DIRECTIONS FOR THIS TASK:
Count the lines below that contain the string "sail", matching case exactly, and reply with the number alone.

INFORMATION GIVEN:
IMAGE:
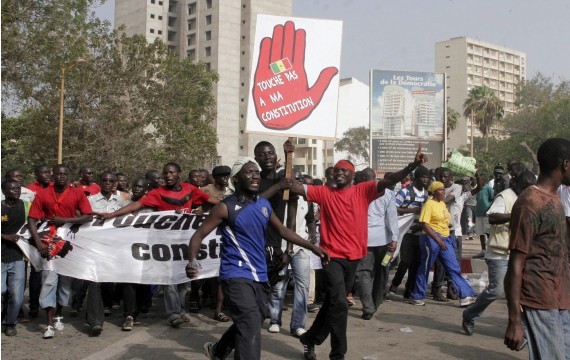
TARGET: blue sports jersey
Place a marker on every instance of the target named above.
(243, 239)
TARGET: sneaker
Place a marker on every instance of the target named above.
(59, 326)
(468, 327)
(416, 302)
(128, 324)
(209, 349)
(298, 332)
(313, 307)
(465, 302)
(10, 330)
(96, 330)
(308, 350)
(176, 321)
(274, 328)
(49, 333)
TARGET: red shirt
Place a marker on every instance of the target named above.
(49, 203)
(35, 186)
(344, 218)
(90, 189)
(163, 198)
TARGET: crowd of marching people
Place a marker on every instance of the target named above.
(349, 221)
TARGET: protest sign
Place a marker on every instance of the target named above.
(294, 79)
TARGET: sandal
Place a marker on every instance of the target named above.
(221, 317)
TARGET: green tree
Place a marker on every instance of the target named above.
(452, 119)
(131, 106)
(485, 108)
(355, 142)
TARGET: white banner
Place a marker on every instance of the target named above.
(148, 248)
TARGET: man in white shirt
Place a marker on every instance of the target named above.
(497, 250)
(383, 235)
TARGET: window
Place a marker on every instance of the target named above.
(191, 39)
(191, 24)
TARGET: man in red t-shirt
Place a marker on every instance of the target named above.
(58, 204)
(178, 196)
(43, 178)
(87, 182)
(344, 235)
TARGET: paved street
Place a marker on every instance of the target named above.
(435, 334)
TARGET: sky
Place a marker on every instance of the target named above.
(401, 35)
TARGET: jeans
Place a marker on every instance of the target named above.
(410, 256)
(94, 308)
(173, 300)
(35, 287)
(13, 282)
(548, 333)
(248, 308)
(430, 253)
(372, 278)
(55, 289)
(468, 220)
(332, 317)
(300, 268)
(439, 275)
(494, 291)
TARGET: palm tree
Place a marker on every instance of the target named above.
(452, 119)
(485, 109)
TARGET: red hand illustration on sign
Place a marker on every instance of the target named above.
(281, 93)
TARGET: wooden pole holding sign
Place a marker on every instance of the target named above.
(288, 170)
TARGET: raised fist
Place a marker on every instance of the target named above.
(281, 94)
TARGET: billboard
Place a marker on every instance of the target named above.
(406, 108)
(294, 79)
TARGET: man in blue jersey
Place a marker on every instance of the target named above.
(243, 219)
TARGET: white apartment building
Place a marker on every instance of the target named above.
(468, 63)
(313, 156)
(221, 34)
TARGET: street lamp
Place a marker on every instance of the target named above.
(78, 61)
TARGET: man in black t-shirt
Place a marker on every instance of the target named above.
(13, 266)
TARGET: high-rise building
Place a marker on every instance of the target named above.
(468, 63)
(221, 34)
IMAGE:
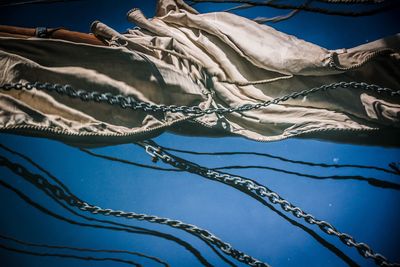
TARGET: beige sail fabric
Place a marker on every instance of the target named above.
(180, 57)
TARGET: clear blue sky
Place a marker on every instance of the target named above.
(367, 212)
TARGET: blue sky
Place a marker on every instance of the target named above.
(367, 212)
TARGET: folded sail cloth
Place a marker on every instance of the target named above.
(180, 57)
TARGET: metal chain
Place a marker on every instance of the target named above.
(59, 193)
(132, 103)
(253, 187)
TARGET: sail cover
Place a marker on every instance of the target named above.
(212, 60)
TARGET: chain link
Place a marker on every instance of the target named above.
(130, 102)
(253, 187)
(71, 200)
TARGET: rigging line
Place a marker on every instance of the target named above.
(14, 3)
(340, 254)
(127, 161)
(280, 18)
(252, 186)
(114, 228)
(59, 255)
(41, 183)
(314, 235)
(325, 165)
(306, 8)
(36, 165)
(136, 229)
(30, 244)
(352, 1)
(129, 102)
(372, 181)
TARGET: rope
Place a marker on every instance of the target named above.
(305, 7)
(307, 163)
(130, 102)
(30, 244)
(114, 225)
(60, 255)
(252, 186)
(57, 192)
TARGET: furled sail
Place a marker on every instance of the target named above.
(123, 92)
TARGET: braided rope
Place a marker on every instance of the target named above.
(251, 186)
(60, 194)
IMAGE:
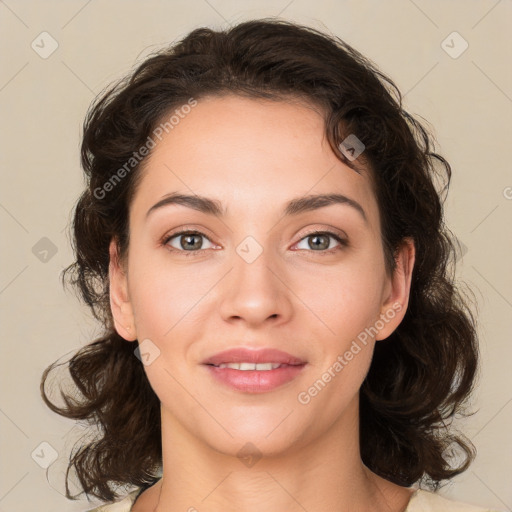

EXERCISE OUTPUT:
4